Limits of Supranational Justice: The European Court of Human Rights and Turkey’s Kurdish Conflict

The Promise Institute for Human Rights joined author, Dilek Kurban, for a book talk on Limits of Supranational Justice: The European Court of Human Rights and Turkey’s Kurdish Conflict (Cambridge University Press, 2020).

With its contextualized analysis of the European Court of Human Rights’ (ECtHR) engagement in Turkey’s Kurdish conflict since the early 1990s, Limits of Supranational Justice makes a much-needed contribution to scholarships on supranational courts and legal mobilization. Based on a socio-legal account of the efforts of Kurdish lawyers in mobilizing the ECtHR on behalf of abducted, executed, tortured and displaced civilians under emergency rule, and a doctrinal legal analysis of the ECtHR’s jurisprudence in these cases, this book powerfully demonstrates the Strasbourg court’s failure to end gross violations in the Kurdish region. It brings together legal, political, sociological and historical narratives, and highlights the factors enabling the perpetuation of state violence and political repression against the Kurds. The effectiveness of supranational courts can best be assessed in hard cases such as Turkey, and this book demonstrates the need for a reappraisal of current academic and jurisprudential approaches to authoritarian regimes.

● EXERCISE GOAL
In the book talk announcement above, which publisher released the book, and in what year?

● EXTRACTED DATA
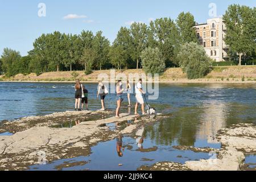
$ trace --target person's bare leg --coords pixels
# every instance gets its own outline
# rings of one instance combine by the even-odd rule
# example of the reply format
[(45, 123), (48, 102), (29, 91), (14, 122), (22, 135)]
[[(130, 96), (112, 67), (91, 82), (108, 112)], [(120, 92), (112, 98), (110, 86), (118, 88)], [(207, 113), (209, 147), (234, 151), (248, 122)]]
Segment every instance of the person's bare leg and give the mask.
[(80, 109), (80, 102), (81, 102), (81, 99), (79, 98), (78, 99), (78, 103), (77, 103), (77, 108), (79, 109)]
[(101, 100), (101, 109), (105, 110), (105, 103), (104, 103), (104, 100)]
[(130, 100), (130, 94), (129, 93), (127, 94), (127, 97), (128, 98), (128, 102), (129, 104), (129, 106), (130, 106), (131, 105), (131, 100)]
[(144, 110), (144, 104), (141, 105), (141, 110), (142, 111), (142, 114), (145, 114), (145, 111)]
[(134, 113), (135, 115), (138, 114), (137, 110), (138, 110), (138, 102), (137, 102), (135, 104), (135, 113)]
[(76, 99), (76, 102), (75, 102), (75, 109), (76, 109), (76, 108), (77, 108), (77, 99)]
[(115, 117), (119, 117), (119, 110), (120, 109), (121, 102), (121, 101), (120, 100), (119, 100), (117, 101), (117, 109), (115, 110)]

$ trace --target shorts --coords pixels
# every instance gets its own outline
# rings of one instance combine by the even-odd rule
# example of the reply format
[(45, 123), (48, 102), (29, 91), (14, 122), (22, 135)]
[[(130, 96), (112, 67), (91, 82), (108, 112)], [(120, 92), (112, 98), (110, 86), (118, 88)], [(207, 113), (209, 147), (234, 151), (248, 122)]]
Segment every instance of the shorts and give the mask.
[(116, 97), (116, 100), (117, 100), (117, 101), (121, 100), (121, 102), (123, 101), (123, 98), (122, 97), (122, 95), (117, 95), (117, 97)]
[(82, 98), (82, 92), (76, 92), (76, 93), (75, 94), (75, 98)]
[(101, 96), (101, 100), (105, 100), (105, 97), (106, 97), (106, 94), (105, 93), (101, 93), (100, 96)]
[(82, 104), (88, 104), (88, 98), (87, 97), (82, 98)]
[(144, 100), (142, 97), (142, 95), (136, 94), (136, 102), (139, 104), (144, 104)]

● FINAL RESULT
Cambridge University Press, in 2020.